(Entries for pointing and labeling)
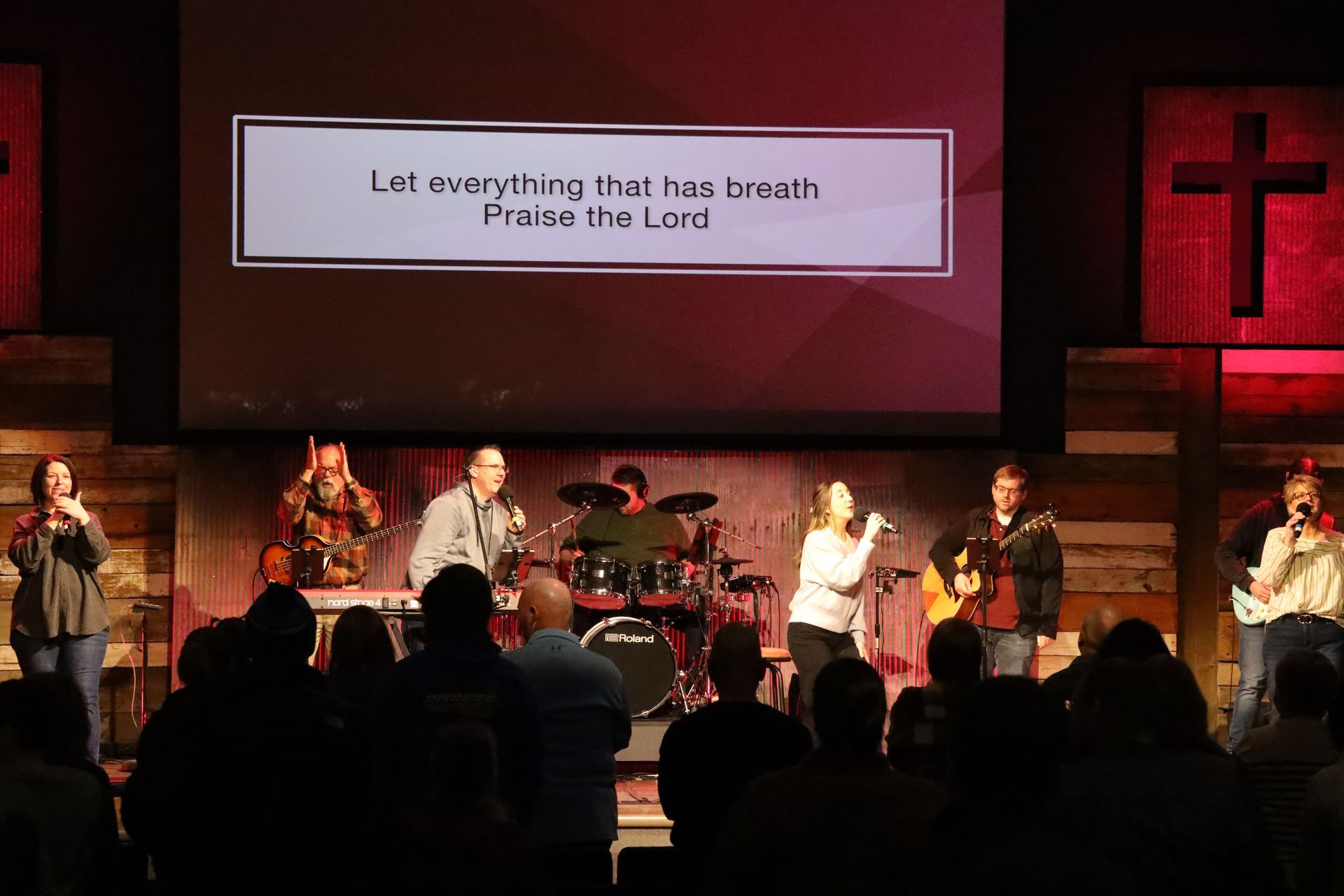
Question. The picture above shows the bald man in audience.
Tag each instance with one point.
(1097, 625)
(696, 794)
(585, 723)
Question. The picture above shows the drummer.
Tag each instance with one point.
(635, 533)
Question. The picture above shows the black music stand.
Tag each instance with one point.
(512, 567)
(307, 566)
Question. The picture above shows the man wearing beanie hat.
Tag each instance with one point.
(280, 626)
(262, 770)
(460, 678)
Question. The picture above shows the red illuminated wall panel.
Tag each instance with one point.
(20, 197)
(1243, 216)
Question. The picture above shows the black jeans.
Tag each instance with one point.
(812, 649)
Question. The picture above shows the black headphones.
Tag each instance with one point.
(641, 488)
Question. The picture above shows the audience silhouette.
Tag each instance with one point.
(921, 718)
(58, 828)
(360, 656)
(585, 723)
(844, 818)
(698, 788)
(1281, 758)
(458, 678)
(267, 769)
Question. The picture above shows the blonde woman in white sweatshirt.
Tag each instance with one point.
(825, 615)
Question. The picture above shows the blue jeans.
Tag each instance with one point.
(1285, 633)
(76, 656)
(1009, 652)
(1250, 688)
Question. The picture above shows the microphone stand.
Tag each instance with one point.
(552, 531)
(983, 564)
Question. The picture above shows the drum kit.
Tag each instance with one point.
(641, 650)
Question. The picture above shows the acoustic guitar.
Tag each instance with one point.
(1247, 608)
(941, 598)
(277, 566)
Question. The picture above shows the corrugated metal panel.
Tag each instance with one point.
(20, 197)
(226, 512)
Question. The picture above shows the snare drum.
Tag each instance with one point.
(644, 657)
(600, 583)
(662, 583)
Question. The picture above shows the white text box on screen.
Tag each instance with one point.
(320, 192)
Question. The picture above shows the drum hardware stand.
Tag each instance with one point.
(711, 580)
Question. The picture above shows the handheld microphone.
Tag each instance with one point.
(863, 514)
(1306, 510)
(507, 496)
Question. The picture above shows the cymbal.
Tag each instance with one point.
(895, 573)
(596, 495)
(687, 503)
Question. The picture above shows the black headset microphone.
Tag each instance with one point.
(1306, 510)
(863, 514)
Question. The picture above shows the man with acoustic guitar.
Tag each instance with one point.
(1023, 610)
(327, 501)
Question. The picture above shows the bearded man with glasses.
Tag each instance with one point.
(327, 501)
(1303, 564)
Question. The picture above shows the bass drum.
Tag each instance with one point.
(644, 657)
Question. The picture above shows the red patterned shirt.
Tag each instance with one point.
(351, 514)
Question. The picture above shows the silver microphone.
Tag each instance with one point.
(507, 496)
(863, 514)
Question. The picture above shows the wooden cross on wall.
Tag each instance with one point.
(1247, 178)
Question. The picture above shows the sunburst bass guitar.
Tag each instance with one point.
(276, 564)
(941, 599)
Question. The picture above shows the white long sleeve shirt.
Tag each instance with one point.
(1307, 578)
(831, 587)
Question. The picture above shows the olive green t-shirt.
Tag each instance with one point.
(648, 535)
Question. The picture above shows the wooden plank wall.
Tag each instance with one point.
(55, 396)
(1268, 422)
(1116, 491)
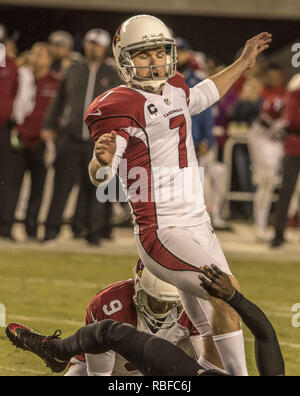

### Aim
Lay out the lines above as a Markdown table with the columns "Row" and "Line", one numbered row per line, and skip any blank lines. Leave the pictures out.

### Solved exercise
| Row | Line |
|---|---|
| 1 | Question. The picture above shows the bald man in audience. |
| 2 | Tag each instance with one point. |
| 3 | (1097, 625) |
| 4 | (696, 794) |
| 5 | (585, 723) |
| 6 | Question. The picture above shows the drummer. |
| 7 | Tag each instance with one point. |
| 8 | (635, 533) |
| 9 | Question. The picture above shows the black music stand. |
| 10 | Tag each instance with one point. |
| 11 | (512, 567) |
| 12 | (307, 566) |
| 13 | Question. The picture above shows the man wearing beanie hat. |
| 14 | Tag each instance with one point. |
| 15 | (280, 626) |
| 16 | (262, 770) |
| 17 | (460, 678) |
| 18 | Question. The picture above shows the red illuminated wall panel. |
| 19 | Tag each instance with one point. |
| 20 | (20, 197) |
| 21 | (1243, 216) |
| 22 | Question. The picture above shows the black jeans. |
| 23 | Tag each instance with one point. |
| 24 | (812, 649) |
| 25 | Question. The picture above shows the black headphones. |
| 26 | Tag each instance with one point. |
| 27 | (641, 488) |
| 28 | Question. The picture above shows the audience silhouette. |
| 29 | Tag each instance with one point. |
| 30 | (921, 718) |
| 31 | (58, 828) |
| 32 | (360, 656) |
| 33 | (585, 723) |
| 34 | (844, 818) |
| 35 | (698, 788) |
| 36 | (1281, 758) |
| 37 | (458, 678) |
| 38 | (267, 769) |
| 39 | Question. The picture above shows the blonde woman in white sweatshirt. |
| 40 | Tag each instance with one point. |
| 41 | (825, 615) |
| 42 | Question. The picture above shows the blue jeans. |
| 43 | Tag each instance with one point. |
| 44 | (1285, 633) |
| 45 | (76, 656) |
| 46 | (1009, 652) |
| 47 | (1250, 688) |
| 48 | Question. The picture above shows the microphone stand. |
| 49 | Tag each instance with one point. |
| 50 | (552, 531) |
| 51 | (983, 564) |
| 52 | Question. The picture above shows the drum kit. |
| 53 | Tag each instance with one point. |
| 54 | (641, 650) |
| 55 | Question. The picture above shows the acoustic guitar. |
| 56 | Tag each instance with one point. |
| 57 | (1247, 608) |
| 58 | (941, 598) |
| 59 | (277, 566) |
| 60 | Question. The picture above shows the corrugated metal panel. |
| 61 | Tag each instance with one point. |
| 62 | (20, 197) |
| 63 | (226, 512) |
| 64 | Question. The picture above shows the snare drum. |
| 65 | Tag each instance with one point. |
| 66 | (644, 657) |
| 67 | (600, 583) |
| 68 | (662, 583) |
| 69 | Question. The picture above shows the white text box on screen. |
| 70 | Tag each instance with one point. |
| 71 | (320, 192) |
| 72 | Question. The picture above shows the drum hardware stand. |
| 73 | Tag each instance with one point. |
| 74 | (711, 580) |
| 75 | Question. The picture above shows the handheld microphone. |
| 76 | Tag each instance with one point. |
| 77 | (863, 514) |
| 78 | (1306, 510) |
| 79 | (507, 496) |
| 80 | Question. The picture above shows the cymbal. |
| 81 | Tag each instance with one point. |
| 82 | (895, 573) |
| 83 | (596, 495) |
| 84 | (687, 503) |
| 85 | Question. The picture above shows the black headset microphone. |
| 86 | Tag each instance with one point. |
| 87 | (1306, 510) |
| 88 | (863, 514) |
| 89 | Question. The picture above shows the man with acoustic guitar. |
| 90 | Tag each instance with one point. |
| 91 | (1023, 610) |
| 92 | (327, 501) |
| 93 | Question. The picture above shows the bearded man with glasses. |
| 94 | Tag each instance with one point. |
| 95 | (327, 501) |
| 96 | (1303, 564) |
| 97 | Question. The picture above shows the bass drum. |
| 98 | Tag each instance with one point. |
| 99 | (644, 657) |
| 100 | Question. The picture above shows the red patterned shirt. |
| 101 | Tag each instance with one point. |
| 102 | (351, 514) |
| 103 | Question. The picture above shows the silver microphone. |
| 104 | Tag each instance with one point. |
| 105 | (507, 496) |
| 106 | (863, 514) |
| 107 | Question. The picture above shows the wooden cross on wall. |
| 108 | Tag each instance with one point. |
| 109 | (1247, 178) |
| 110 | Question. The picture above shows the sunburst bass guitar. |
| 111 | Tag each instance with one point. |
| 112 | (276, 564) |
| 113 | (941, 599) |
| 114 | Question. The picture above shows the white long sleeve shirt. |
| 115 | Tag each instance with one point. |
| 116 | (1307, 578) |
| 117 | (831, 587) |
| 118 | Question. The picture above shows the olive green t-shirt. |
| 119 | Tag each instance with one point. |
| 120 | (648, 535) |
| 121 | Question. The picture above shows the wooden plank wall. |
| 122 | Tag each instance with one point. |
| 123 | (55, 396) |
| 124 | (1268, 422) |
| 125 | (1116, 491) |